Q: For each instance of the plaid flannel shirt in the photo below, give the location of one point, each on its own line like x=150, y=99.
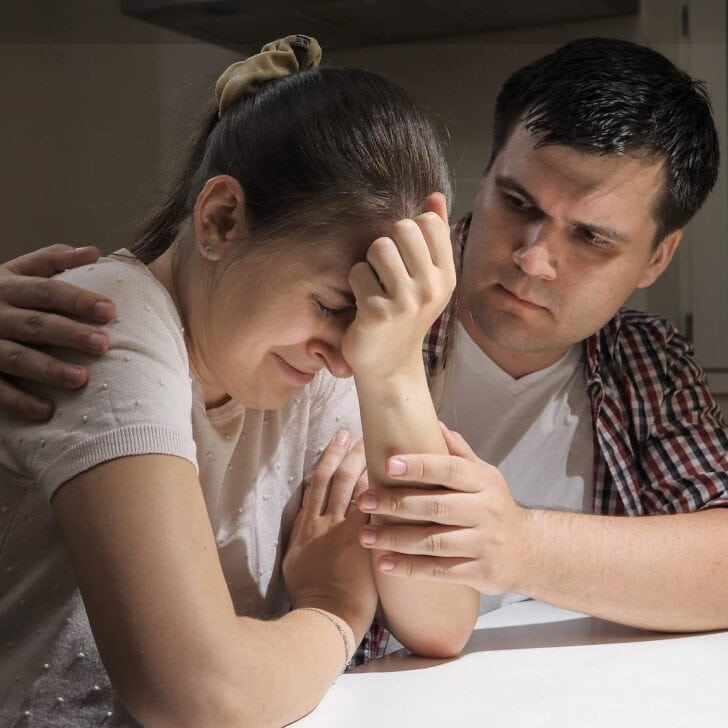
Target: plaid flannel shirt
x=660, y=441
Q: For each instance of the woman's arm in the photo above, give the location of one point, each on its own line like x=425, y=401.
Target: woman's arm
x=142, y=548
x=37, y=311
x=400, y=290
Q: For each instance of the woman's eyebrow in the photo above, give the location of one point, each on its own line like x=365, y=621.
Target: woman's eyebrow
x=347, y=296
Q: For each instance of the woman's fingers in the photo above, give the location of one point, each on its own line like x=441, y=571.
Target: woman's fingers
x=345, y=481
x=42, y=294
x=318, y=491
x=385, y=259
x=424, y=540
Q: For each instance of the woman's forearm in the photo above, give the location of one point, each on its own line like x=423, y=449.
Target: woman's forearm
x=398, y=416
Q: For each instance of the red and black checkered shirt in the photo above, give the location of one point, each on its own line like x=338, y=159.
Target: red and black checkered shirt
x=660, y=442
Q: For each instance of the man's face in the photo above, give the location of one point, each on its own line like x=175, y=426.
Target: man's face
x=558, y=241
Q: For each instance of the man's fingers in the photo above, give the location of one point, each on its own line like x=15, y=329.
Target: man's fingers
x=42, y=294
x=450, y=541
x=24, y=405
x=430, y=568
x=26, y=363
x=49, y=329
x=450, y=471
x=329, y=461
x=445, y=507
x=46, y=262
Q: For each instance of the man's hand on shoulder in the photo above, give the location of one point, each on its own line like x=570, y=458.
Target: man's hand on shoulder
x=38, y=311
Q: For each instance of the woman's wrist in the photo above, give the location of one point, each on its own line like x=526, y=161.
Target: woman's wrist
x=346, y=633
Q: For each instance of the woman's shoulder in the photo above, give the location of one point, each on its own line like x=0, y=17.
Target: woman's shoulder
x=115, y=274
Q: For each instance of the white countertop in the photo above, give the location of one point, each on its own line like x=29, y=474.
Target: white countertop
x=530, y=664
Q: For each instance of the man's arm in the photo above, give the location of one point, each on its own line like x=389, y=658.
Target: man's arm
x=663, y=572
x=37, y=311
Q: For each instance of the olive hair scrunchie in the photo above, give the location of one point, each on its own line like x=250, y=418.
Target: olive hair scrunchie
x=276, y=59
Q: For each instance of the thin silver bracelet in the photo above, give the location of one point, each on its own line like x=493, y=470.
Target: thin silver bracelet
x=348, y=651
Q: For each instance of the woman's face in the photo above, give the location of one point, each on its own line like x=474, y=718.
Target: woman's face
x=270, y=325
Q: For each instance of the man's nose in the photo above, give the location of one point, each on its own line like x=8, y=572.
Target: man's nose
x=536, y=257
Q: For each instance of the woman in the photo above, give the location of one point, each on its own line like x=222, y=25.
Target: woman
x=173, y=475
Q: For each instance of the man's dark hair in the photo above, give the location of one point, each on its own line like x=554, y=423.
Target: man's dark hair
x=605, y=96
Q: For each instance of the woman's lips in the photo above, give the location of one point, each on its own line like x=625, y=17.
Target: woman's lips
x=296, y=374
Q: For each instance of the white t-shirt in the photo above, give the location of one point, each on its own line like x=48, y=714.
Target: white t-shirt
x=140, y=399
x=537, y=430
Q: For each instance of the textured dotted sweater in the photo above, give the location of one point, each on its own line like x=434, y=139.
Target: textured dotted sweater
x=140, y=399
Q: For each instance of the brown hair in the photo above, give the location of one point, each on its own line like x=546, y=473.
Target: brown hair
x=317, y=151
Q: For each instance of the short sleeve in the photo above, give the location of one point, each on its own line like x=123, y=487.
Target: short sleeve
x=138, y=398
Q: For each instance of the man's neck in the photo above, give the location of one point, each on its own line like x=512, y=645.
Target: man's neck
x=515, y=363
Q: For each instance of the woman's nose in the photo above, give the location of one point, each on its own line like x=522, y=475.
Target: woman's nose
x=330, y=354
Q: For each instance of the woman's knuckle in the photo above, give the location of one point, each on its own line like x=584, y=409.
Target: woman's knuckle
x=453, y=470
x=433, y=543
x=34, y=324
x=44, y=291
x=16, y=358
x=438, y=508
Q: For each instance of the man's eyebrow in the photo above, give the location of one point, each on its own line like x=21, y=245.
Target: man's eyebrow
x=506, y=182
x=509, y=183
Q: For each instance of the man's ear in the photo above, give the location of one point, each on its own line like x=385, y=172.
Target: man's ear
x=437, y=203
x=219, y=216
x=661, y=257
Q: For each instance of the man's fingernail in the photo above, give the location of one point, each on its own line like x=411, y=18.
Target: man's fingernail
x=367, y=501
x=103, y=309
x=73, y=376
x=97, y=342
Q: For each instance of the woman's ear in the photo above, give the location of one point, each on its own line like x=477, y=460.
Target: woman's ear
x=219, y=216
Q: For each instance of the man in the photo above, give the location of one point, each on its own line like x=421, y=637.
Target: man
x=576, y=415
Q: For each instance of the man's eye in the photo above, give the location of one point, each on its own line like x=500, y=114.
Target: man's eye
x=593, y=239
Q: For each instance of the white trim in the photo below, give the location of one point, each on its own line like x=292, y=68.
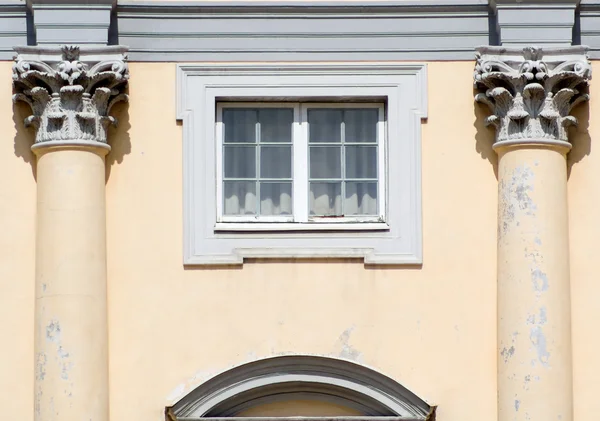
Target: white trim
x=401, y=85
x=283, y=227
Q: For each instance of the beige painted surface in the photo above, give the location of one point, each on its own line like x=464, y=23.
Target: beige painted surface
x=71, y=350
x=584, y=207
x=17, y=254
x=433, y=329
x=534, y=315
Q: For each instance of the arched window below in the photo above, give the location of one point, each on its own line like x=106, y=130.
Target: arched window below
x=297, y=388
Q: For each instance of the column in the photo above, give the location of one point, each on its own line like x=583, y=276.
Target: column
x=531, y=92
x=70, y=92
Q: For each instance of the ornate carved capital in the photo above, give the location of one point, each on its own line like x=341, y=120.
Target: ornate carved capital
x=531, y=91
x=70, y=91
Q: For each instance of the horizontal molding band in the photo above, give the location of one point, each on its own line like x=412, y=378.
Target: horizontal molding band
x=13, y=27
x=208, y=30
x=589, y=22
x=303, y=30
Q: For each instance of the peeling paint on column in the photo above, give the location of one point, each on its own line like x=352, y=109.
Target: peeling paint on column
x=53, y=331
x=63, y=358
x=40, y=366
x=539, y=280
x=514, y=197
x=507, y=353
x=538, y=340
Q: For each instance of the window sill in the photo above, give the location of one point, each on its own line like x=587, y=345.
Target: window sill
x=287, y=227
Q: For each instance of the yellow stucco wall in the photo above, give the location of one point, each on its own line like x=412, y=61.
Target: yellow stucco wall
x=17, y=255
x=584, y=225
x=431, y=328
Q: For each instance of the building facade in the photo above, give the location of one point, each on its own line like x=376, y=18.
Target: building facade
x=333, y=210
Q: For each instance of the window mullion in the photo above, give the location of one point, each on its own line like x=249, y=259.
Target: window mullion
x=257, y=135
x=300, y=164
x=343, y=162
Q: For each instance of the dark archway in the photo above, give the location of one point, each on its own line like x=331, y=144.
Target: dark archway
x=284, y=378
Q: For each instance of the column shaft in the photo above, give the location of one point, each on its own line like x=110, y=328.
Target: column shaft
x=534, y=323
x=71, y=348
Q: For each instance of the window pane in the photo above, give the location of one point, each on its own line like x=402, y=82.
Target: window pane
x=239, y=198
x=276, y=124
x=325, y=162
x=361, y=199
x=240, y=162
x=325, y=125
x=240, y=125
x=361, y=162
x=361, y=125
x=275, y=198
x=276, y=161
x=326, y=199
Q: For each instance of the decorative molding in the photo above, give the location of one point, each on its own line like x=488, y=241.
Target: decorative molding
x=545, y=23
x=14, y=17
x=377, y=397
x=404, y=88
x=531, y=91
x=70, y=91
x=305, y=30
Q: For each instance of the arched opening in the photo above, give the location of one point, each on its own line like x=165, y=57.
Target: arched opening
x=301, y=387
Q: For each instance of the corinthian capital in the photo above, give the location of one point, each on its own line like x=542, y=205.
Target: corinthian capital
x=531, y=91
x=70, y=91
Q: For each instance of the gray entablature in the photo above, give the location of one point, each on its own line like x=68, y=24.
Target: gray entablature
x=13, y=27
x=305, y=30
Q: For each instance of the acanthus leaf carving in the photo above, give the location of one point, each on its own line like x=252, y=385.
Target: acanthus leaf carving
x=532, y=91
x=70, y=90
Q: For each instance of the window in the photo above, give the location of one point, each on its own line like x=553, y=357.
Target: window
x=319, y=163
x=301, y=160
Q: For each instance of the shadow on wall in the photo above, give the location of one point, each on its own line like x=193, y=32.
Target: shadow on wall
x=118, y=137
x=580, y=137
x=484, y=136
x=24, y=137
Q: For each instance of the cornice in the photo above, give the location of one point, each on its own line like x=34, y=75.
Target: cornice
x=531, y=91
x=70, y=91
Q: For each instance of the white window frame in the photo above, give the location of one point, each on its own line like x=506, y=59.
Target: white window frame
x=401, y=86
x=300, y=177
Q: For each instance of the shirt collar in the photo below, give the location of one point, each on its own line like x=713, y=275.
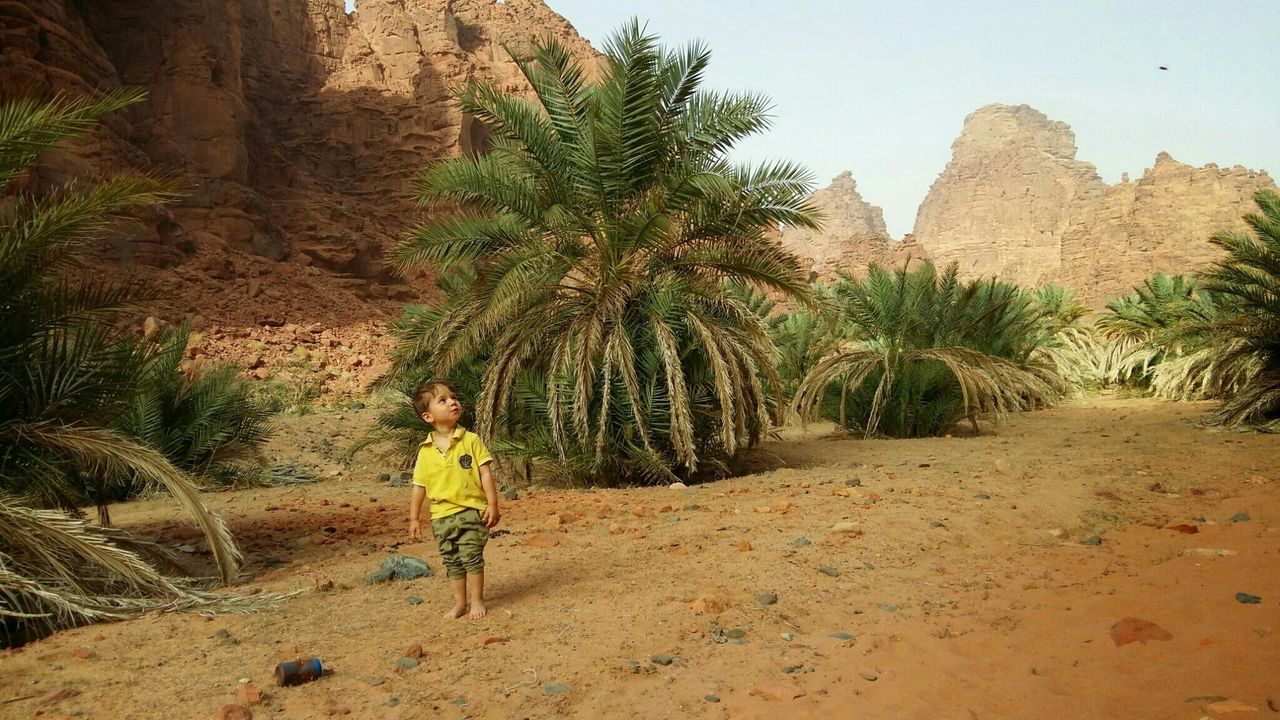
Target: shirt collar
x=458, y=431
────────────────────
▶ _PROBLEM DESCRIPTION_:
Rewrite the material between the lines holding "Q: For each instance of the window in" and "x=301, y=160", inclusive, as a JSON list of strings with one string per line and blank lines left out.

▶ _FULL OUTPUT_:
[
  "Q: For each instance of the window in the photo above, give the location of one point, each on its own line like x=553, y=357.",
  "Target: window",
  "x=319, y=163",
  "x=301, y=160"
]